[START OF STORED RECORDS]

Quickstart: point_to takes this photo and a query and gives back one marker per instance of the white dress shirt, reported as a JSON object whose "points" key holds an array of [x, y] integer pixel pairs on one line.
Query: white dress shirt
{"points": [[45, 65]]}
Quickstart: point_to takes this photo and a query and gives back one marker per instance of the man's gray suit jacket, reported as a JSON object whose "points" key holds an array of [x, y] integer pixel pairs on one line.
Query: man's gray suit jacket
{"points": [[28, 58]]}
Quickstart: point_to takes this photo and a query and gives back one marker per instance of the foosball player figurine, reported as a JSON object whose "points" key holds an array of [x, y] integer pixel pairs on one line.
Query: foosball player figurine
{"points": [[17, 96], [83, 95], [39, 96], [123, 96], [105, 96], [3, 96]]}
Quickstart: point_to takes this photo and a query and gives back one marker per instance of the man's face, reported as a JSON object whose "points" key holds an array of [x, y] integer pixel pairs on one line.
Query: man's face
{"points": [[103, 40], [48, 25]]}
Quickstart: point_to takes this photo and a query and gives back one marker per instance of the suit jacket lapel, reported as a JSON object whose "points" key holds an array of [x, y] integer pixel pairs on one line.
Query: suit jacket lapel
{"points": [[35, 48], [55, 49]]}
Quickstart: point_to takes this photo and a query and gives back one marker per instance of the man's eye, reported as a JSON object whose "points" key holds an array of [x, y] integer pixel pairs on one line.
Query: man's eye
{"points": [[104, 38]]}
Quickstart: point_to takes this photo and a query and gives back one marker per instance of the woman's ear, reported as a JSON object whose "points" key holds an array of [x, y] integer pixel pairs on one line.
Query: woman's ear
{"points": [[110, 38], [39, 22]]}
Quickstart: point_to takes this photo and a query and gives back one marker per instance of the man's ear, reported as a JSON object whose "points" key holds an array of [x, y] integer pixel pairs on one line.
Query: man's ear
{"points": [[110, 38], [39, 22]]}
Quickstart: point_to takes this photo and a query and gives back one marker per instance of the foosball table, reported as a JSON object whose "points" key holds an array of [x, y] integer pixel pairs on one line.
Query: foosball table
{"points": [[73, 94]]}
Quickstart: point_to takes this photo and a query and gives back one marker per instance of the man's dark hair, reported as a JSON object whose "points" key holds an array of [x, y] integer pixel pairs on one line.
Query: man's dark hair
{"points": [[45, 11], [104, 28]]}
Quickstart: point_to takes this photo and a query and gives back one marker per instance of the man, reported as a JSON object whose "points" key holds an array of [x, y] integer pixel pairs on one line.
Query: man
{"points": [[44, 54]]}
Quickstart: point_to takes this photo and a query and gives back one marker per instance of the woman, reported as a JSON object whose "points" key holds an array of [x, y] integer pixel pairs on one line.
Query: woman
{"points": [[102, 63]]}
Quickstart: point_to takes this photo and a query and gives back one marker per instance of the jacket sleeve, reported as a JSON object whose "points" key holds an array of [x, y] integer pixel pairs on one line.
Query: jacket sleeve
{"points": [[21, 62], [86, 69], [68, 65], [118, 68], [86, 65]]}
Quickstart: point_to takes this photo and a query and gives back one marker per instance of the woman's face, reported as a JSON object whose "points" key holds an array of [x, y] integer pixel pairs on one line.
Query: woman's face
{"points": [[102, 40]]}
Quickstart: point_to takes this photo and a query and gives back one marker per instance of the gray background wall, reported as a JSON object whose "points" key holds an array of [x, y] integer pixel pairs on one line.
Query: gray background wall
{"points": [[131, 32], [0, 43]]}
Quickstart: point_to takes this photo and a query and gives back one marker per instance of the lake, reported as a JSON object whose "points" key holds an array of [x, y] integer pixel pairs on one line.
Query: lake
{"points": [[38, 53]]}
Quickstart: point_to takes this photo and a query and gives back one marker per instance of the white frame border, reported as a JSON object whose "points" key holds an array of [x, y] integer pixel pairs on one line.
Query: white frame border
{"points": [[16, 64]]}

[END OF STORED RECORDS]

### WHAT IS REQUIRED
Extract each entry in full and write it down exactly.

### OUTPUT FOR THIS TASK
Quickstart: point_to takes this photo and a query and gives back one marker per instance of the white dress shirt, reported as a JSON object whose "points" key holds an array of [x, y] integer pixel pairs on one line.
Query: white dress shirt
{"points": [[45, 65]]}
Quickstart: point_to takes this photo and a query and gives back one marker per instance of the man's gray suit jacket, reported as a JSON object whose "points" key holds an array of [x, y] integer pixel pairs on one line.
Query: man's gray suit jacket
{"points": [[28, 58]]}
Quickstart: point_to takes this photo and a query and gives back one marker per instance of the foosball player figurine, reported as a JSON object whose "points" key holds an array of [x, y] integer pixel pairs on one line.
Query: foosball player figurine
{"points": [[17, 96], [83, 95], [39, 96], [123, 96], [105, 96], [3, 96]]}
Quickstart: point_to takes this photo and a query and gives back one marker per instance of the man's face, reported as a JSON object whose "points" key holds an array of [x, y] integer pixel pairs on one line.
Query: man's face
{"points": [[103, 40], [48, 25]]}
Quickstart: point_to takes this photo and a query and gives back one marker per instance of the suit jacket lapel, reported as a JSON object whose "points" key holds an array of [x, y] integer pixel pairs on one line.
Query: suit jacket lapel
{"points": [[35, 48], [55, 49]]}
Quickstart: point_to takes this photo and a query and gives back one marker per instance of the man's eye, reported as a JSON object whose "points" key holds an array of [x, y] integer pixel pairs on one line.
Query: man's eye
{"points": [[104, 38]]}
Quickstart: point_to takes this photo and a query and gives back one marker per instance of the woman's ear, reported as a JSON object whose "points" key holds an array of [x, y] integer pixel pairs on one line.
Query: woman's ear
{"points": [[110, 38], [39, 22]]}
Quickstart: point_to takes this photo and a query and gives back one marker per instance of the man's ear, reported as a JSON object whose "points" key holds an array of [x, y] integer pixel pairs on one line.
Query: man's ear
{"points": [[110, 38], [39, 22]]}
Quickstart: point_to takes this photo and a query and gives back one marker per instance of the foosball table, reported as a JSON object whose "points" key holds an array of [x, y] integer pixel pairs on one line.
Query: foosball table
{"points": [[73, 94]]}
Quickstart: point_to takes this photo and a query and gives back one marker per instance of the man's dark hair, reported as a JSON object whose "points" key holds an array of [x, y] integer pixel pairs on one line.
Query: man's dark hair
{"points": [[45, 11], [104, 28]]}
Quickstart: point_to takes this photo and a query and gives back one marker per instance of the man, reported as a JSON object whose "points" key holds an array of [x, y] integer pixel pairs on one line.
Query: man
{"points": [[44, 54]]}
Quickstart: point_to takes this photo and a query and gives back one marker per instance of the woman, reported as a JSON object whose "points" key holds an array of [x, y] integer pixel pairs on one line.
Query: woman
{"points": [[102, 63]]}
Quickstart: point_to takes this photo and a query and gives back one marker per instance of the jacket sleeve, reported as a JSON object whose "points" key holds an array of [x, y] integer pixel pairs on one line.
Query: jacket sleeve
{"points": [[21, 62], [86, 69], [68, 65], [118, 68], [86, 65]]}
Quickstart: point_to takes this photo and a query and gives back one marker per instance of the woman's face, reported as a JSON object whose "points" key holds an array of [x, y] integer pixel pairs on one line.
Query: woman's face
{"points": [[102, 40]]}
Quickstart: point_to takes this photo and a query and gives back one marker per instance of the gray background wall, reported as a JSON object whose "points" key holds an array of [x, y] integer pixel pairs on one line.
Query: gray background wall
{"points": [[131, 32], [0, 43]]}
Quickstart: point_to takes this photo and a query and gives back one marker per instance of the lake, reported as a JSON object whose "points" key holds an array of [x, y] integer pixel pairs on one line.
Query: lake
{"points": [[38, 53]]}
Quickstart: point_to takes this photo and a query and gives back one marker per instance of the white frame border, reported as a JSON object whose "points" key holds an array of [x, y] integer pixel pairs on one line.
Query: white frame border
{"points": [[16, 64]]}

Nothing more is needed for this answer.